◆ **Brano di riferimento**:
::::::

Il vero tasto dolente che emerge dal Documento INAPP riguarda però le tipologie contrattuali con le quali questi lavoratori sono stati assunti. Infatti emerge che, escludendo l’apprendistato, quando l’incentivo poteva essere goduto anche attraverso assunzioni a tempo determinato, questa forma contrattuale è stata quella maggiormente utilizzata dai datori di lavoro (è il caso per esempio dell’incentivo donne o della Decontribuzione Sud).

La maggiore attivazione di rapporti a termine, di fatto, non ha corretto, ma riprodotto, il quadro e le relative criticità presenti nelle assunzioni non agevolate.

Altro dato che emerge dal Documento INAPP e che corrobora quanto testé detto è quello delle assunzioni in regime di part time con un’incidenza del 37% sul totale delle nuove assunzioni agevolate e con una radicata differenza di genere (la quota di part time femminile è del 51% contro il 27% maschile).

Quindi anche sotto tale aspetto, la presenza di un’agevolazione non ha offerto un correttivo al diffuso utilizzo del part time femminile di ingresso nel mercato del lavoro (da ritenersi involontario e non come scelta unilaterale di modifica del proprio orario di lavoro per esigenze di conciliazione dei tempi vita-lavoro).

Unendo i due dati, contratti a termine e part time (con particolare riferimento all’assunzione di donne) viene evidenziato che gli incentivi hanno contribuito a creare un’occupazione caratterizzata da un duplice fattore di debolezza che colpisce i target più fragili nel mercato del lavoro, riproponendo le medesime criticità strutturali della partecipazione al mercato del lavoro che si sarebbero presentate in loro assenza.

::::::

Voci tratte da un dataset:
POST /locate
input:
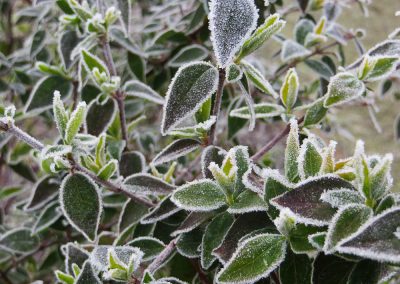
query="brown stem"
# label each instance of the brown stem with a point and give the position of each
(217, 105)
(14, 130)
(257, 156)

::::::

◆ **Il suo compito**: Riscriva la parte del brano sugli incentivi alle assunzioni che comincia con "Il vero tasto" e termina con "della Decontribuzione Sud).", sostituendo "tasto dolente" con "punto critico".

◆ **Risposta**:
Il vero punto critico che emerge dal Documento INAPP riguarda però le tipologie contrattuali con le quali questi lavoratori sono stati assunti. Infatti emerge che, escludendo l’apprendistato, quando l’incentivo poteva essere goduto anche attraverso assunzioni a tempo determinato, questa forma contrattuale è stata quella maggiormente utilizzata dai datori di lavoro (è il caso per esempio dell’incentivo donne o della Decontribuzione Sud).